#### GIVEN TASK
Reproduce each of the rows that follow word for word, without changing anything.

# ENTRIES PROVIDED start

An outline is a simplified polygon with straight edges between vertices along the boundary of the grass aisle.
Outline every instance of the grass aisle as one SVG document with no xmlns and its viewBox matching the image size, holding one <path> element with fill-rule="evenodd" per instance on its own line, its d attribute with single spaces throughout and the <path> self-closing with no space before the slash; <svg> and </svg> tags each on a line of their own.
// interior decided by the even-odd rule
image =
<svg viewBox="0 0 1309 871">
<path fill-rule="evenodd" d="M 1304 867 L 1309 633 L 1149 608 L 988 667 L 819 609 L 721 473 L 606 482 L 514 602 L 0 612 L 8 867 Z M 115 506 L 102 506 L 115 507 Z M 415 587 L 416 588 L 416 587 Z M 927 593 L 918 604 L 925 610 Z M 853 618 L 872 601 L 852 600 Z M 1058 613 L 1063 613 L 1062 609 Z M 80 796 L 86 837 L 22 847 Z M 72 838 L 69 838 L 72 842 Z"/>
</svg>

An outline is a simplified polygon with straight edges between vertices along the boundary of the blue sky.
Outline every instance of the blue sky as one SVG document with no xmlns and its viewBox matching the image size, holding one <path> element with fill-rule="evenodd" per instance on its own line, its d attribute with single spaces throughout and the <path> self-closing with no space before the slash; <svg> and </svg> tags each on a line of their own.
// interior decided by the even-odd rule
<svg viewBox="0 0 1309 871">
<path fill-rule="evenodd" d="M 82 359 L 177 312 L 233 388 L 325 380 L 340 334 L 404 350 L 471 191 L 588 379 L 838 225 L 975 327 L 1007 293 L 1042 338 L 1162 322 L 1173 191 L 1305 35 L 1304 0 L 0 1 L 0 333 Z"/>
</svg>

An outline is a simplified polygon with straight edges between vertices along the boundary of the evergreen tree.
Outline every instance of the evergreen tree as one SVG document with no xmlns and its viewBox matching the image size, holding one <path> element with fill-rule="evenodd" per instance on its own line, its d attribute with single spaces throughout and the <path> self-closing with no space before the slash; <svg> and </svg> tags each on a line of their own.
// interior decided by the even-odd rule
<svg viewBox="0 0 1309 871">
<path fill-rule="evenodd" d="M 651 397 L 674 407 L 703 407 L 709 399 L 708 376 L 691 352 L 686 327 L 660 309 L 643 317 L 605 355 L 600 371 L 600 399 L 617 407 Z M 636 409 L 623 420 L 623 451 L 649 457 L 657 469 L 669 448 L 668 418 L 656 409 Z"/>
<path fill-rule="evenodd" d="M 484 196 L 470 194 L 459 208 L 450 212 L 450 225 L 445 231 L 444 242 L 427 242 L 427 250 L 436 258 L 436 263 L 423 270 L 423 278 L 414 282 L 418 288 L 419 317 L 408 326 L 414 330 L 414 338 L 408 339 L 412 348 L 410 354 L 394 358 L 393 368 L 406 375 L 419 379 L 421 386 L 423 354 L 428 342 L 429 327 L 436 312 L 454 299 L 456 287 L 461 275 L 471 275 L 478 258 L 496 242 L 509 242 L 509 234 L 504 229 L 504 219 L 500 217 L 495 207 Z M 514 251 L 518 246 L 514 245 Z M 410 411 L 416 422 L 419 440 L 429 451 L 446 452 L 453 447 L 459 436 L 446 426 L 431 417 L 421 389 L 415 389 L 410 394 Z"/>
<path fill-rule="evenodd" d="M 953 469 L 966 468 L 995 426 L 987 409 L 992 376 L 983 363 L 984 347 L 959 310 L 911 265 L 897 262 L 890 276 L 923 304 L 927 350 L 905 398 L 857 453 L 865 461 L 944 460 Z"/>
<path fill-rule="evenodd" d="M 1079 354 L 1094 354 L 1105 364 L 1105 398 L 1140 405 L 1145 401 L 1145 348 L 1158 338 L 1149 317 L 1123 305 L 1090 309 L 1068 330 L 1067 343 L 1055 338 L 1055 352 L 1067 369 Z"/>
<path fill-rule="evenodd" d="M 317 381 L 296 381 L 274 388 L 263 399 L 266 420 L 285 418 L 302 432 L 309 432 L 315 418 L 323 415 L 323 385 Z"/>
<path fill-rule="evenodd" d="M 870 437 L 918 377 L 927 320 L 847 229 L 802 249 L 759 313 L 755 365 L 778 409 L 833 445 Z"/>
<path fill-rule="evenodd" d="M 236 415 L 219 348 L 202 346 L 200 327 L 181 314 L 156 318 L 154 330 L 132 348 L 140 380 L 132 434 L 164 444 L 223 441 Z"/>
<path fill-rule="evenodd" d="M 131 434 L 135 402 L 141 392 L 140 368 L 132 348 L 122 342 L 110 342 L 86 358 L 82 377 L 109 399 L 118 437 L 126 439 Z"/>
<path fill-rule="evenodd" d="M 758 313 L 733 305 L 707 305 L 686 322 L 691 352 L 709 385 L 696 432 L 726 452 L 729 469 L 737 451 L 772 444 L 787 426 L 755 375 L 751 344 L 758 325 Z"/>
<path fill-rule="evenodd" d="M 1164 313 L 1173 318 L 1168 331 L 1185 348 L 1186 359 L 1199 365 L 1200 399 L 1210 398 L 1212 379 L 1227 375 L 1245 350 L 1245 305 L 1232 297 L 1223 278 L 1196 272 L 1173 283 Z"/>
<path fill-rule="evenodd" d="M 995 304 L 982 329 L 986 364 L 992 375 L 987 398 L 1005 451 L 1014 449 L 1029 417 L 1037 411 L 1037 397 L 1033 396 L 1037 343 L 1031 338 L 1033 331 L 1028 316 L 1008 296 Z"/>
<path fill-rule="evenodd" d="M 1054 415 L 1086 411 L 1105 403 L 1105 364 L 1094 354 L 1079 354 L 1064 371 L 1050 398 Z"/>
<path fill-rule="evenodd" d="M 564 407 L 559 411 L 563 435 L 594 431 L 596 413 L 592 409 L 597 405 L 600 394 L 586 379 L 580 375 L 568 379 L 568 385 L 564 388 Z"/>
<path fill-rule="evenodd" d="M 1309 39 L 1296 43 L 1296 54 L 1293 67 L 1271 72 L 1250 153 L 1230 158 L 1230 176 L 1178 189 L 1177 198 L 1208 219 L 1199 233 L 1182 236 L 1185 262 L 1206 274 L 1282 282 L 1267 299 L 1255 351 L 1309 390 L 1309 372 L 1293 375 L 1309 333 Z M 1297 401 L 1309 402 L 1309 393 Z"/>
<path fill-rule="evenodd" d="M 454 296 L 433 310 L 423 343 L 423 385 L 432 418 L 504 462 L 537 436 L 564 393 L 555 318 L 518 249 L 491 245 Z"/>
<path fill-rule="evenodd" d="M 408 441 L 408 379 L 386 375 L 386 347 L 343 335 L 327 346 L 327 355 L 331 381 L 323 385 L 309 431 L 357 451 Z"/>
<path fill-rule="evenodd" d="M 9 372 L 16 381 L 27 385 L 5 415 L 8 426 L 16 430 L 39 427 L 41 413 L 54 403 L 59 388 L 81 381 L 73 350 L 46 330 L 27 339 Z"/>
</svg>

# ENTRIES PROVIDED end

#### THE ANSWER
An outline is a simplified polygon with straight edges between vertices along the boundary of the grass aisle.
Outline every instance of the grass aisle as one SVG document with no xmlns and its viewBox matching the image size, holding one <path> element with fill-rule="evenodd" per instance on its own line, its d attribute with single spaces throughout and the <path> self-closing with no space before the slash; <svg> and </svg> tags each on a line of their own.
// interior decided by the even-odd rule
image =
<svg viewBox="0 0 1309 871">
<path fill-rule="evenodd" d="M 1304 867 L 1309 633 L 1149 608 L 988 667 L 819 609 L 721 473 L 606 482 L 514 602 L 0 612 L 8 867 Z M 115 506 L 102 506 L 115 507 Z M 415 587 L 416 588 L 416 587 Z M 927 593 L 918 604 L 925 610 Z M 853 618 L 872 601 L 852 600 Z M 1058 613 L 1063 613 L 1062 609 Z M 80 796 L 86 837 L 22 847 Z M 72 838 L 69 838 L 72 842 Z"/>
</svg>

An outline is a simplified polygon with straight edges between vertices along the boundary of the blue sky.
Outline every instance of the blue sky as one SVG document with no xmlns and its viewBox matching the image size, holding one <path> element with fill-rule="evenodd" per instance on its own line, its d attribute with single spaces throughout and the <path> self-closing with no space before the slash; <svg> and </svg> tags each on a line of their own.
// interior decided by the even-odd rule
<svg viewBox="0 0 1309 871">
<path fill-rule="evenodd" d="M 82 359 L 177 312 L 233 388 L 325 380 L 340 334 L 404 350 L 471 191 L 588 379 L 838 225 L 975 327 L 1007 293 L 1042 338 L 1162 322 L 1173 191 L 1305 35 L 1304 0 L 0 1 L 0 333 Z"/>
</svg>

An outline is a simplified polygon with straight edges between vertices along the boundary of the evergreen tree.
Outline every instance of the evergreen tree as one SVG document with no xmlns and its viewBox matching the image size, holding one <path> element with fill-rule="evenodd" per instance on its own line, its d attribute with single spaces throughout and the <path> self-closing with no space before the slash; <svg> and </svg> tags each on a line of their own.
// interior decided by the even-odd rule
<svg viewBox="0 0 1309 871">
<path fill-rule="evenodd" d="M 651 397 L 674 407 L 703 407 L 709 399 L 708 376 L 691 352 L 686 327 L 660 309 L 643 317 L 605 355 L 600 371 L 600 399 L 617 407 Z M 636 409 L 623 420 L 623 451 L 649 457 L 657 469 L 669 448 L 668 418 L 656 409 Z"/>
<path fill-rule="evenodd" d="M 484 196 L 470 194 L 459 208 L 450 212 L 450 225 L 445 231 L 444 242 L 427 242 L 427 250 L 436 258 L 436 263 L 423 270 L 423 278 L 414 282 L 418 288 L 419 317 L 408 326 L 414 330 L 414 338 L 408 339 L 412 348 L 410 354 L 394 358 L 393 368 L 406 375 L 419 379 L 421 386 L 423 354 L 428 342 L 429 327 L 436 312 L 454 299 L 456 287 L 461 275 L 471 275 L 478 258 L 496 242 L 509 242 L 509 234 L 504 229 L 504 219 L 500 217 L 495 207 Z M 514 251 L 518 246 L 514 245 Z M 410 411 L 416 422 L 419 440 L 429 451 L 446 452 L 453 447 L 459 436 L 446 426 L 431 417 L 421 389 L 415 389 L 410 394 Z"/>
<path fill-rule="evenodd" d="M 953 469 L 966 468 L 995 426 L 987 409 L 992 376 L 983 363 L 984 347 L 959 310 L 911 265 L 897 262 L 890 276 L 923 304 L 927 350 L 905 398 L 857 453 L 865 461 L 944 460 Z"/>
<path fill-rule="evenodd" d="M 1079 354 L 1094 354 L 1105 364 L 1105 398 L 1140 405 L 1145 401 L 1145 348 L 1158 338 L 1149 317 L 1123 305 L 1090 309 L 1068 330 L 1067 343 L 1055 338 L 1055 352 L 1067 369 Z"/>
<path fill-rule="evenodd" d="M 317 381 L 296 381 L 274 388 L 263 399 L 266 420 L 285 418 L 302 432 L 309 432 L 315 418 L 323 415 L 323 385 Z"/>
<path fill-rule="evenodd" d="M 870 437 L 918 377 L 927 320 L 847 229 L 802 249 L 759 313 L 755 365 L 778 409 L 833 445 Z"/>
<path fill-rule="evenodd" d="M 236 415 L 219 348 L 202 346 L 200 327 L 181 314 L 156 318 L 154 330 L 132 348 L 140 380 L 132 434 L 164 444 L 223 441 Z"/>
<path fill-rule="evenodd" d="M 131 434 L 135 402 L 141 392 L 140 368 L 132 348 L 122 342 L 110 342 L 86 358 L 82 377 L 109 399 L 118 437 L 126 439 Z"/>
<path fill-rule="evenodd" d="M 758 313 L 733 305 L 707 305 L 686 322 L 691 352 L 709 385 L 696 432 L 726 452 L 729 469 L 737 451 L 772 444 L 787 426 L 755 375 L 751 344 L 758 325 Z"/>
<path fill-rule="evenodd" d="M 1164 313 L 1173 318 L 1168 331 L 1185 348 L 1186 359 L 1199 365 L 1200 399 L 1210 398 L 1212 379 L 1227 375 L 1245 350 L 1245 305 L 1232 297 L 1223 278 L 1196 272 L 1173 283 Z"/>
<path fill-rule="evenodd" d="M 995 304 L 982 329 L 986 364 L 992 375 L 987 398 L 1005 451 L 1014 449 L 1029 417 L 1037 411 L 1037 397 L 1033 396 L 1037 343 L 1031 338 L 1033 331 L 1028 316 L 1008 296 Z"/>
<path fill-rule="evenodd" d="M 1054 415 L 1086 411 L 1105 403 L 1105 364 L 1094 354 L 1079 354 L 1064 371 L 1050 398 Z"/>
<path fill-rule="evenodd" d="M 564 407 L 559 411 L 563 435 L 594 431 L 596 413 L 592 409 L 597 405 L 600 394 L 586 379 L 580 375 L 568 379 L 568 385 L 564 388 Z"/>
<path fill-rule="evenodd" d="M 1309 39 L 1296 43 L 1296 54 L 1293 67 L 1271 72 L 1250 153 L 1230 158 L 1230 176 L 1178 189 L 1177 198 L 1208 219 L 1199 233 L 1182 236 L 1185 262 L 1206 274 L 1282 282 L 1267 299 L 1255 351 L 1309 390 L 1309 372 L 1293 375 L 1309 333 Z M 1297 401 L 1309 402 L 1309 393 Z"/>
<path fill-rule="evenodd" d="M 454 296 L 433 310 L 423 343 L 423 385 L 432 418 L 504 462 L 537 436 L 564 393 L 555 318 L 518 249 L 491 245 Z"/>
<path fill-rule="evenodd" d="M 408 441 L 408 379 L 386 375 L 386 347 L 343 335 L 327 346 L 327 355 L 331 381 L 323 385 L 309 431 L 357 451 Z"/>
<path fill-rule="evenodd" d="M 9 372 L 16 381 L 27 385 L 5 415 L 8 426 L 16 430 L 39 427 L 41 413 L 54 403 L 59 388 L 81 381 L 73 350 L 46 330 L 27 339 Z"/>
</svg>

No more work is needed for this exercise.